# SOURCE EXCERPT
## Start
# Backpack blower



## hopm (Aug 24, 2015)

Been looking awhile on backpack blowers. There are 2 that I'm settled on will best meet my needs. Echo 580t priced at $299 and a Stihl 350 priced at $330. Service is equal....just thought I might get input from someone with experience on these before I buy.
Thank you in advance for your response!!


----------



## alderman (Aug 24, 2015)

Probably not much help here but I opted to buy a used blower off Craigslist. I got a lot better blower than what I would buy new. Most blowers used by homeowners see use only once or twice a year so have lots of life left in them. 
My backpack blower has the trigger throttle on the tube and I find this to be very convenient, especially with the cruise control on. 
They make some with throttle on the other side but I've never run one. 
It's kind of a pain but it is well worth while to drain the fuel after each use if it is going to sit for a while.


----------



## ANewSawyer (Aug 24, 2015)

I got a practically new Husqvarna 150BT for a little more than $200. It wasn't running quite right at idle but a quick tune changed that.


----------



## mels (Sep 2, 2015)
## End
# GIVEN DATA
## Start
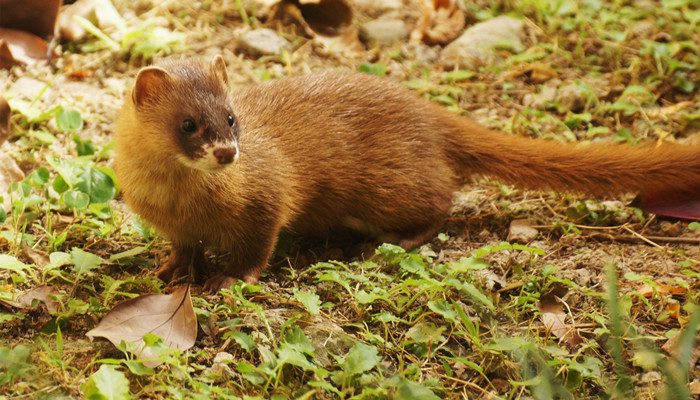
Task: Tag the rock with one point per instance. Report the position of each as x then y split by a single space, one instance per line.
384 31
221 370
521 231
262 42
9 173
375 8
572 97
423 55
539 100
474 48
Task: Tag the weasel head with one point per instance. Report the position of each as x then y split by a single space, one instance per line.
186 105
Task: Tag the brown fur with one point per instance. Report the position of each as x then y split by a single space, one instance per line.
334 150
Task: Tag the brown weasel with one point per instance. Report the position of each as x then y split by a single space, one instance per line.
316 153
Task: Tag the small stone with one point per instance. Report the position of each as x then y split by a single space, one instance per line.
572 97
521 231
384 31
220 370
262 42
539 100
474 48
423 55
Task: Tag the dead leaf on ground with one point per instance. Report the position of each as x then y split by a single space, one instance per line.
42 293
168 316
328 22
647 290
17 48
5 113
37 17
553 316
671 348
440 23
38 258
665 112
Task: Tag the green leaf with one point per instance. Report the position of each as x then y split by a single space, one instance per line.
69 120
107 383
361 358
84 261
244 340
310 300
84 147
75 199
10 263
137 368
372 69
408 390
295 337
425 332
98 185
288 354
128 254
457 76
444 308
506 344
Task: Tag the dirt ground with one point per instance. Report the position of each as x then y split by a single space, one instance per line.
578 236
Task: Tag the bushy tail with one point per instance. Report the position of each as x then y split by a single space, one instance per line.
598 169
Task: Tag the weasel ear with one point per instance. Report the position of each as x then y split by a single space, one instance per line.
219 67
150 82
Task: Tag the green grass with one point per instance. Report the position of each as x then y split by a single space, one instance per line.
458 318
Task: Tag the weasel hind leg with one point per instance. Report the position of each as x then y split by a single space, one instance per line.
178 264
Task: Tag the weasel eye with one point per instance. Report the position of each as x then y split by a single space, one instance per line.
188 126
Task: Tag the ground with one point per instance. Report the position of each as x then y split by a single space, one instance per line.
595 300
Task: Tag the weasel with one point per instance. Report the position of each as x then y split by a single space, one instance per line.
322 152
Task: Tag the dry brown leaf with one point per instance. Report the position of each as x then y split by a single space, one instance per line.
38 258
328 22
553 316
5 112
42 293
168 316
17 47
9 173
647 291
34 16
441 22
665 112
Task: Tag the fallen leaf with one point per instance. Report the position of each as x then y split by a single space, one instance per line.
328 22
440 23
42 293
5 113
17 48
9 173
647 290
665 112
37 17
38 258
168 316
553 316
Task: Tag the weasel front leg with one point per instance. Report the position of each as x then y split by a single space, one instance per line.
178 264
248 260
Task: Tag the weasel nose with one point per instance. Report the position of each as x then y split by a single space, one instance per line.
225 155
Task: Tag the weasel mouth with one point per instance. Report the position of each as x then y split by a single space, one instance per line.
226 155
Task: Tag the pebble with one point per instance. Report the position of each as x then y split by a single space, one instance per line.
262 42
474 48
521 231
384 31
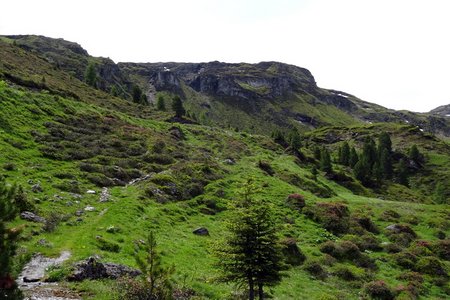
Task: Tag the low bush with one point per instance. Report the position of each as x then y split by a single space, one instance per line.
379 290
442 249
9 166
292 253
389 216
315 269
266 167
333 216
106 245
295 201
405 259
431 265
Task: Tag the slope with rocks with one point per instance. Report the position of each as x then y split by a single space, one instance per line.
64 142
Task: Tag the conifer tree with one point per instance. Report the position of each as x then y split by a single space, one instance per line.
90 75
136 94
294 139
403 173
8 240
251 253
156 276
385 163
161 103
415 155
353 157
441 193
325 161
177 107
344 154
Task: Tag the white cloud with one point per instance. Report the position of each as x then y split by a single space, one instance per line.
394 53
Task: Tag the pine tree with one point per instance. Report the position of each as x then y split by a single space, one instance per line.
344 154
403 173
136 94
441 194
370 151
384 142
415 155
294 139
161 103
385 155
8 240
363 170
386 163
177 107
353 157
156 276
90 75
251 253
325 161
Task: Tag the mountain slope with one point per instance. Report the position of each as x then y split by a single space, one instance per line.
257 98
60 138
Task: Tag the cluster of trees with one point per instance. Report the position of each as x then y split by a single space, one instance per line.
376 161
8 241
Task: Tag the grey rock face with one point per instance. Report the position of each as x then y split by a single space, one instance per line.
93 269
29 216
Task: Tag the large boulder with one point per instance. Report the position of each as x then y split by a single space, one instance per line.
93 269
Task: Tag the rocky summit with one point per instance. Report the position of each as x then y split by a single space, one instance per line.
212 181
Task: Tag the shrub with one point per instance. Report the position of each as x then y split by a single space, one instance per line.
52 221
379 290
292 253
295 201
315 269
401 234
333 216
431 265
100 180
9 166
106 245
389 216
367 223
405 259
266 167
442 249
365 242
162 159
345 273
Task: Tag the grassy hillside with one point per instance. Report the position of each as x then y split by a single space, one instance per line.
60 138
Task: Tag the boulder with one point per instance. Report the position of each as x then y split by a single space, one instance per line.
93 269
36 188
29 216
201 231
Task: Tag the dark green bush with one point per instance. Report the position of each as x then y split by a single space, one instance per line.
106 245
266 167
292 253
379 290
315 269
431 265
333 216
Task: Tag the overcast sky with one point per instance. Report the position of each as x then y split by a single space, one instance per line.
392 52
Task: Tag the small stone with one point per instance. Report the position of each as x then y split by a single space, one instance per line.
36 188
29 216
89 208
201 231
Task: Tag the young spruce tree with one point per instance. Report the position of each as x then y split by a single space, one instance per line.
251 254
8 240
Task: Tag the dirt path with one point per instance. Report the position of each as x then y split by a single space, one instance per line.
32 286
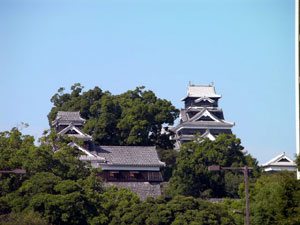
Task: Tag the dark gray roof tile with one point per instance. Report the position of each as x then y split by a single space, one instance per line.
129 155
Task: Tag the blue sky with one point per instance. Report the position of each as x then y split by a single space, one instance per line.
245 47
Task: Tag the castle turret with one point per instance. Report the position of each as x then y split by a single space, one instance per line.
201 115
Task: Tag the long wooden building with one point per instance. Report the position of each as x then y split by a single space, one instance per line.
134 167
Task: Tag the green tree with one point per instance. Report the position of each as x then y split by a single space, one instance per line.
191 176
178 211
135 117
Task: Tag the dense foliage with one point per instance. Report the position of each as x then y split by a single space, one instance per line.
274 199
191 176
178 211
60 189
135 117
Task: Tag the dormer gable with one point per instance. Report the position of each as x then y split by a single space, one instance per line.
203 99
204 115
281 159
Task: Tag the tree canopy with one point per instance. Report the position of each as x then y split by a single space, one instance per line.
191 176
135 117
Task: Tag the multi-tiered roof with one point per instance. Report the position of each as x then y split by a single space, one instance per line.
201 115
134 167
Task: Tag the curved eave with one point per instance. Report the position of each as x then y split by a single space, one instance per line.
210 96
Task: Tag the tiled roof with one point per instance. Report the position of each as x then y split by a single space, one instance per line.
278 161
199 124
198 91
79 134
129 155
67 116
142 189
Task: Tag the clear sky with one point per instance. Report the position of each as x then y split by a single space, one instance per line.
245 47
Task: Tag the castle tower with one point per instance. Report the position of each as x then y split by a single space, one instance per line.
201 115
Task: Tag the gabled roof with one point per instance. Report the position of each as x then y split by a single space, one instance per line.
88 155
80 135
129 155
205 112
68 117
202 124
208 135
280 160
204 99
198 91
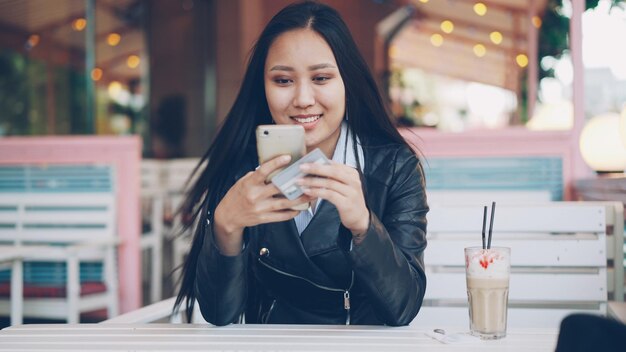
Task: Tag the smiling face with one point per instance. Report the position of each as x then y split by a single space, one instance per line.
303 87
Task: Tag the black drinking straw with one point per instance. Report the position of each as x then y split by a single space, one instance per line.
484 223
493 209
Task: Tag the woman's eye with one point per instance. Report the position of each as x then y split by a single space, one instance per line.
282 81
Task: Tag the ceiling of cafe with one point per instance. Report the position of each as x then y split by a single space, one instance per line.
455 56
51 25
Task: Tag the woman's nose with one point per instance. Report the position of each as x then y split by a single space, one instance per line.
305 96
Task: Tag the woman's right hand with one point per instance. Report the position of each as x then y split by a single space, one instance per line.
250 201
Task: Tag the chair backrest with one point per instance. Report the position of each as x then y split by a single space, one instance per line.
519 176
558 259
56 218
56 204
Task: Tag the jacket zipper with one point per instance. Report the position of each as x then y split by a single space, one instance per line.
346 292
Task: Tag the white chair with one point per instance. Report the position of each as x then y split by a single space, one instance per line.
159 312
152 203
69 229
559 255
177 182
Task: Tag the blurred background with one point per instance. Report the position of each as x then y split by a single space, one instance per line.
168 70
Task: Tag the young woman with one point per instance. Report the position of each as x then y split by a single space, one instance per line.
356 256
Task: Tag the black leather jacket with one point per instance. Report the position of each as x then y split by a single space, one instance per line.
317 278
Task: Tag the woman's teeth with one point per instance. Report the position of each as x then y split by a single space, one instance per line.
307 119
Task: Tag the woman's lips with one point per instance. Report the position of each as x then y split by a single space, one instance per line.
307 121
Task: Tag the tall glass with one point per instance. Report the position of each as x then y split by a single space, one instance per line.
487 273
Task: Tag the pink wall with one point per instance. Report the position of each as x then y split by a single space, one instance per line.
513 141
124 154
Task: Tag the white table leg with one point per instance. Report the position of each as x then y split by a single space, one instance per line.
17 298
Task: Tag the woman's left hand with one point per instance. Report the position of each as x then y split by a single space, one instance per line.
341 185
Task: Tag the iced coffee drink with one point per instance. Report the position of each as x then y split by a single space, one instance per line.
487 273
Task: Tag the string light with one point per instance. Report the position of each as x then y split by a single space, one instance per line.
447 26
79 24
133 61
96 74
113 39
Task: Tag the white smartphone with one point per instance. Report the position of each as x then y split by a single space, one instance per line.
275 140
## End
# EXERCISES TO COMPLETE
- A) Print the part of the backpack blower thread from "My backpack blower" to "tune changed that.".
- B) According to the backpack blower thread, what price was the Echo 580t listed at?
The entries have no connection to the backpack blower thread.

# FINAL ANSWERS
- A)
My backpack blower has the trigger throttle on the tube and I find this to be very convenient, especially with the cruise control on. 
They make some with throttle on the other side but I've never run one. 
It's kind of a pain but it is well worth while to drain the fuel after each use if it is going to sit for a while.


----------



## ANewSawyer (Aug 24, 2015)

I got a practically new Husqvarna 150BT for a little more than $200. It wasn't running quite right at idle but a quick tune changed that.

- B) $299